THE PROBLEM
Restating the data word for word is all that is required.

═══ INPUT ═══

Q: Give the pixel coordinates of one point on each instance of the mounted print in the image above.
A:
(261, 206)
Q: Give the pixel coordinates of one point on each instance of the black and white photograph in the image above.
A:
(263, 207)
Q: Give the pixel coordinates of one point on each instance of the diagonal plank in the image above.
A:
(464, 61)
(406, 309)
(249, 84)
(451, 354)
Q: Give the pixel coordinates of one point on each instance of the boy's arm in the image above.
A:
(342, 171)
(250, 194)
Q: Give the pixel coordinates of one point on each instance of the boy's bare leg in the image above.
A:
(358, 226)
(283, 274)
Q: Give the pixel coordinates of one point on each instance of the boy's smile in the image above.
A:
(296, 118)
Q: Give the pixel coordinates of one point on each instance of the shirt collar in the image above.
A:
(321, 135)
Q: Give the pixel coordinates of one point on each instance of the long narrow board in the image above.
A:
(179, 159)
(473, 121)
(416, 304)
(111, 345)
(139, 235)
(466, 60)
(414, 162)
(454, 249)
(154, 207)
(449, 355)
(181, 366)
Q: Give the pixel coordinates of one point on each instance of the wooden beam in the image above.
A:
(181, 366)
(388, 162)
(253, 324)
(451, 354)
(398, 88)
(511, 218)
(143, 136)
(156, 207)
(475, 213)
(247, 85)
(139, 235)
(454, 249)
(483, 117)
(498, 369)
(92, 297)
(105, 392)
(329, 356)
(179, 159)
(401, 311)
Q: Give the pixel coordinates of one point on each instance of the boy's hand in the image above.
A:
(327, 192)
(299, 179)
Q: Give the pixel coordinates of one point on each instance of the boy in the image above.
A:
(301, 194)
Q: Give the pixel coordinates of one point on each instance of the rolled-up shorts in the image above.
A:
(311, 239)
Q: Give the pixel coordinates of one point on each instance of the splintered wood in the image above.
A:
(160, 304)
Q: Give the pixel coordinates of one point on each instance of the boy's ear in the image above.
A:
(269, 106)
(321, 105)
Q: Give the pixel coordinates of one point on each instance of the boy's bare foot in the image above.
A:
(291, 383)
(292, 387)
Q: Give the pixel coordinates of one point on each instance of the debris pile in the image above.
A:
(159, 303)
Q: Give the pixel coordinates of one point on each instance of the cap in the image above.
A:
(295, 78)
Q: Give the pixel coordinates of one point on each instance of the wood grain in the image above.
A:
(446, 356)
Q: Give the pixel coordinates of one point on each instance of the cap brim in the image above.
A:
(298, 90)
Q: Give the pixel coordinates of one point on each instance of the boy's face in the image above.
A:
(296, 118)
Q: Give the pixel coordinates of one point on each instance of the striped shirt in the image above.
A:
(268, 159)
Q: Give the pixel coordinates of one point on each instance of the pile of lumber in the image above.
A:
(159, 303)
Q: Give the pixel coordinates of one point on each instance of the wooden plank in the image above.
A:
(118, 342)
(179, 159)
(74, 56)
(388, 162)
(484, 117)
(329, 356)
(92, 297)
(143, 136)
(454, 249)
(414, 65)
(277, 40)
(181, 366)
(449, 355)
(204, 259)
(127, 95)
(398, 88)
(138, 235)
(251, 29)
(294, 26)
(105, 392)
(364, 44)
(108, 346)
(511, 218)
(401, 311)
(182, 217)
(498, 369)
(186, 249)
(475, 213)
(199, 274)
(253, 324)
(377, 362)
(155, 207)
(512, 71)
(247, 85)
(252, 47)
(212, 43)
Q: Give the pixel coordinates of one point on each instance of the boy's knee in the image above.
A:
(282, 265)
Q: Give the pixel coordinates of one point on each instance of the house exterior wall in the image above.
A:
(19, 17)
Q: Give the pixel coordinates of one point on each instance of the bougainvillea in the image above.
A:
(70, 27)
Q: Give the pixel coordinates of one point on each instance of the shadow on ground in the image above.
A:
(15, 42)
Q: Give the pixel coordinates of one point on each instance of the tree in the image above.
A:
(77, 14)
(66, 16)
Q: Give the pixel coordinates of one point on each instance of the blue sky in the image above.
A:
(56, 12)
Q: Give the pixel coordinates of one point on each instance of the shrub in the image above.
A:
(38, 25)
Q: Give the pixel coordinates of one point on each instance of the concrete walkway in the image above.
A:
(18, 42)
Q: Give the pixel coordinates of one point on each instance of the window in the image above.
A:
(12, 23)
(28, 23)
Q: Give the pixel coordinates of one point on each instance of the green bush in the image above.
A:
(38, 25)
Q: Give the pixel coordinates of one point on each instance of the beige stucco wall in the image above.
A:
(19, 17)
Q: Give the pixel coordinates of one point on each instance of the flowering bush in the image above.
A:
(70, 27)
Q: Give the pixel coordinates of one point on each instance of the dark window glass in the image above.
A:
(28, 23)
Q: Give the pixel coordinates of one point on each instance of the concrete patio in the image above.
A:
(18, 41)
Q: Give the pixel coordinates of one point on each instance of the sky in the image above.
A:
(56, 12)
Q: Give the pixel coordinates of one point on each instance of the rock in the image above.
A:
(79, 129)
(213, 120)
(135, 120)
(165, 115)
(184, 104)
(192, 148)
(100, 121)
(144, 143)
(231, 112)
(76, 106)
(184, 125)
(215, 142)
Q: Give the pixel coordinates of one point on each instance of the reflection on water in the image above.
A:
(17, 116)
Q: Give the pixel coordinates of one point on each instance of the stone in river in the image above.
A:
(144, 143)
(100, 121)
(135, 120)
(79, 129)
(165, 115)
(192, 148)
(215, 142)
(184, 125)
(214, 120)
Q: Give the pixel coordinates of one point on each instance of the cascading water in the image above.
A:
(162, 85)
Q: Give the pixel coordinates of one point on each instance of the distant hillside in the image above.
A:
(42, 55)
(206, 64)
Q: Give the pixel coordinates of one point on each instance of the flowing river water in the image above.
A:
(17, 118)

═══

RESPONSE FOR THIS EXERCISE
Q: Give the pixel coordinates of one point on each instance of the mounted print in the image above.
A:
(261, 206)
Q: Give the pixel coordinates of one point on each instance of the black and white photograph in the image above.
A:
(263, 207)
Q: Give the pixel coordinates of one point on each instance of the diagonal plank in the image above.
A:
(464, 61)
(406, 309)
(249, 84)
(451, 354)
Q: Give the pixel coordinates of one point on each instance of the boy's arm in the image above.
A:
(342, 171)
(250, 194)
Q: Give the pixel coordinates of one point on each instance of the boy's bare leg in the image above.
A:
(358, 226)
(283, 274)
Q: Give the pixel coordinates of one point on each instance of the boy's smile in the image above.
A:
(296, 118)
Q: Give the pixel coordinates of one point on each instance of the shirt collar in the image above.
A:
(321, 135)
Q: Give the pixel coordinates of one point on each instance of the long narrow board in the image above.
A:
(179, 159)
(473, 121)
(416, 304)
(111, 345)
(139, 235)
(466, 60)
(414, 162)
(454, 249)
(154, 207)
(449, 355)
(181, 366)
Q: Give the pixel coordinates of one point on each instance of the wooden beam in the image above.
A:
(181, 366)
(388, 162)
(253, 324)
(451, 354)
(398, 88)
(511, 218)
(143, 136)
(156, 207)
(475, 213)
(247, 85)
(139, 235)
(454, 249)
(483, 117)
(498, 369)
(92, 297)
(105, 392)
(329, 356)
(179, 159)
(401, 311)
Q: Give the pixel coordinates of one point on each instance of the boy's hand in the image above.
A:
(327, 192)
(299, 179)
Q: Give the pixel coordinates of one point on each instance of the boy in the image above.
A:
(301, 194)
Q: Give the pixel coordinates of one point on each instance of the rolled-up shorts in the image above.
A:
(311, 239)
Q: Give the pixel coordinates of one point on each instance of the splintered wood in the image above.
A:
(160, 304)
Q: Give the pixel coordinates of one point on each instance of the boy's ear in the image above.
A:
(269, 106)
(321, 105)
Q: Give the pixel coordinates of one point on each instance of the boy's bare foot in the image above.
A:
(291, 383)
(292, 387)
Q: Give the pixel coordinates of one point on each instance of the debris pile in the image above.
A:
(159, 303)
Q: Give the pixel coordinates of one point on each instance of the cap in the image above.
A:
(295, 78)
Q: Give the pixel coordinates of one point on each instance of the wood grain in the image above.
A:
(446, 356)
Q: Give the pixel coordinates of one point on each instance of the cap brim in the image above.
A:
(298, 90)
Q: Give the pixel coordinates of one point on each instance of the boy's face in the image above.
A:
(296, 118)
Q: Give the pixel coordinates of one point on each instance of the striped shirt in the image above.
A:
(268, 159)
Q: Give the pixel coordinates of one point on each instance of the pile of lumber in the image above.
A:
(159, 303)
Q: Give the pixel coordinates of one point on each instance of the wooden plank in the image above.
A:
(118, 342)
(179, 159)
(74, 56)
(388, 162)
(484, 117)
(329, 356)
(92, 297)
(143, 136)
(454, 249)
(414, 65)
(277, 40)
(181, 366)
(449, 355)
(204, 259)
(127, 95)
(398, 88)
(138, 235)
(251, 29)
(294, 26)
(105, 392)
(364, 44)
(108, 346)
(511, 218)
(401, 311)
(182, 217)
(498, 369)
(186, 249)
(475, 213)
(199, 274)
(253, 324)
(377, 362)
(155, 207)
(512, 71)
(247, 85)
(252, 47)
(212, 43)
Q: Give the pixel coordinates of one point on each instance of the boy's knee in the image above.
A:
(282, 265)
Q: Give the pixel coordinates of one point on each instance of the house exterior wall in the image above.
A:
(19, 17)
Q: Give the pixel coordinates of one point on each instance of the bougainvillea in the image above.
A:
(70, 27)
Q: Give the pixel coordinates of one point on each instance of the shadow on ground in the image above.
A:
(15, 42)
Q: Give the pixel coordinates of one point on each instance of the tree in the image above.
A:
(77, 14)
(66, 16)
Q: Give the pixel coordinates of one point on each instance of the blue sky in the image above.
A:
(56, 12)
Q: Give the pixel coordinates of one point on each instance of the shrub in the image above.
A:
(38, 25)
Q: Give the pixel coordinates of one point on each instance of the concrete walkway in the image above.
A:
(18, 42)
Q: Give the pixel coordinates of one point on each instance of the window in the image above.
A:
(12, 23)
(28, 23)
Q: Give the pixel coordinates of one point on each instance of the green bush in the image above.
A:
(38, 25)
Q: Give the pixel coordinates of one point on each instance of the beige stucco wall in the image above.
A:
(19, 17)
Q: Give the pixel coordinates of one point on each instance of the flowering bush in the image above.
A:
(70, 27)
Q: Give the pixel coordinates of one point on each instance of the dark window glass in the image above.
A:
(28, 23)
Q: Give the pixel coordinates of one point on each instance of the concrete patio in the image above.
A:
(18, 41)
Q: Give the pixel coordinates of one point on each instance of the sky in the image above.
A:
(56, 12)
Q: Give the pixel coordinates of one point on each instance of the rock in the image above.
A:
(79, 129)
(213, 120)
(135, 120)
(165, 115)
(184, 104)
(192, 148)
(100, 121)
(144, 143)
(231, 112)
(76, 106)
(184, 125)
(215, 142)
Q: Give the pixel coordinates of one point on each instance of the reflection on water in the image above.
A:
(17, 116)
Q: Give the pixel coordinates of one point on each instance of the stone in river in the image above.
A:
(144, 143)
(100, 121)
(135, 120)
(79, 129)
(165, 115)
(192, 148)
(215, 142)
(184, 125)
(214, 120)
Q: Give the pixel coordinates of one point on each instance of the cascading water in the image above.
A:
(162, 85)
Q: Give the pixel coordinates of one point on each instance of the distant hillside in the image above.
A:
(42, 55)
(206, 64)
Q: Give the pixel coordinates of one point on each instance of the flowing river water in the image above.
A:
(17, 118)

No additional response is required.